Present the data once more in exactly its original form.
----------
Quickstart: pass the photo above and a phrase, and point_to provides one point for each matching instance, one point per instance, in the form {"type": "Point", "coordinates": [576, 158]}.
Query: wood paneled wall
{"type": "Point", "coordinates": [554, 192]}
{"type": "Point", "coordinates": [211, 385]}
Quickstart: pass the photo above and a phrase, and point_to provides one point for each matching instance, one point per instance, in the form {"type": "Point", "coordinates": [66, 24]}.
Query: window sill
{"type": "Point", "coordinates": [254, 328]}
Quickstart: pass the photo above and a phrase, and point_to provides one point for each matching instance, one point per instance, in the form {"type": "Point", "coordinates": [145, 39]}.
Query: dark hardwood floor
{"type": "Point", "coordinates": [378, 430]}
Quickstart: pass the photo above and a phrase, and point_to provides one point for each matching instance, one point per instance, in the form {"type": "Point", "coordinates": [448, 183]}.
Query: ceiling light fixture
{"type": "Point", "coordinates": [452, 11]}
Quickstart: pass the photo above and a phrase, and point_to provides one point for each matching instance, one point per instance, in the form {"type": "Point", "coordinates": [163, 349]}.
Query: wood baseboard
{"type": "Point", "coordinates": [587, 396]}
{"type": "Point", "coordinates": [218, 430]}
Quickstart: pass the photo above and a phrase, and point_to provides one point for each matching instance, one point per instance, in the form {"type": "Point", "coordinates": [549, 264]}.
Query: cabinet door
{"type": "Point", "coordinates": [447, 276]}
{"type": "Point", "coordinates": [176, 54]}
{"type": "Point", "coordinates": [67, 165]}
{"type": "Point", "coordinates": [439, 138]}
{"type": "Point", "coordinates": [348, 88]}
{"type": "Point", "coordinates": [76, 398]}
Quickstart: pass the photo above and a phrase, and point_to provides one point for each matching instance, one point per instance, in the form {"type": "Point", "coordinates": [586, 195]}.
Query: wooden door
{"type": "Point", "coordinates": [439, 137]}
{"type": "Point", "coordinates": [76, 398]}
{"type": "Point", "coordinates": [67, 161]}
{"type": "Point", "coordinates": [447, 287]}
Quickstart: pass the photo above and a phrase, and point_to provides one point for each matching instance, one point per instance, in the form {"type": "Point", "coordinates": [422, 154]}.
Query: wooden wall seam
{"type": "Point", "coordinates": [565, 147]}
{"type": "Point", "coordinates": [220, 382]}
----------
**Exercise result:**
Quickstart: pass the photo above and a phrase, and point_to provides one point for each matching instance, one point per instance, in the form {"type": "Point", "coordinates": [576, 158]}.
Query: wood paneled wall
{"type": "Point", "coordinates": [554, 192]}
{"type": "Point", "coordinates": [211, 385]}
Quickstart: pass the photo above and a phrase, and point_to provides one point for each matching instance, one point per instance, in the form {"type": "Point", "coordinates": [66, 24]}.
Query: window sill
{"type": "Point", "coordinates": [254, 328]}
Quickstart: pass the photo above and a phrase, and point_to provides one point for each matching instance, one point per instance, in the form {"type": "Point", "coordinates": [145, 39]}.
Query: dark hardwood floor
{"type": "Point", "coordinates": [378, 430]}
Quickstart: pass the photo above and a phrase, and point_to provides one point for each matching instance, one point per instance, in the form {"type": "Point", "coordinates": [448, 183]}.
Query: ceiling light fixture
{"type": "Point", "coordinates": [452, 11]}
Quickstart: pass the photo above and a phrase, and point_to provides one point for each matching instance, one point per instance, in the form {"type": "Point", "coordinates": [163, 349]}.
Query: wood baseboard
{"type": "Point", "coordinates": [587, 396]}
{"type": "Point", "coordinates": [218, 430]}
Quickstart: pass the photo above and a phrase, and point_to provides one point for each matching instance, one point per instance, in the form {"type": "Point", "coordinates": [549, 264]}.
Query: cabinet door
{"type": "Point", "coordinates": [447, 276]}
{"type": "Point", "coordinates": [176, 54]}
{"type": "Point", "coordinates": [67, 165]}
{"type": "Point", "coordinates": [439, 138]}
{"type": "Point", "coordinates": [348, 88]}
{"type": "Point", "coordinates": [76, 398]}
Quickstart: pass the photo above and a phrase, and point_to provides one point for each matching instance, one point per instance, in the form {"type": "Point", "coordinates": [586, 195]}.
Query: wooden door
{"type": "Point", "coordinates": [439, 137]}
{"type": "Point", "coordinates": [76, 398]}
{"type": "Point", "coordinates": [67, 161]}
{"type": "Point", "coordinates": [447, 287]}
Quickstart: pass the photo above and a phrase, and point_to provides one point for each matching instance, one point per instance, in the form {"type": "Point", "coordinates": [422, 154]}.
Query: wooden wall seam
{"type": "Point", "coordinates": [565, 147]}
{"type": "Point", "coordinates": [220, 382]}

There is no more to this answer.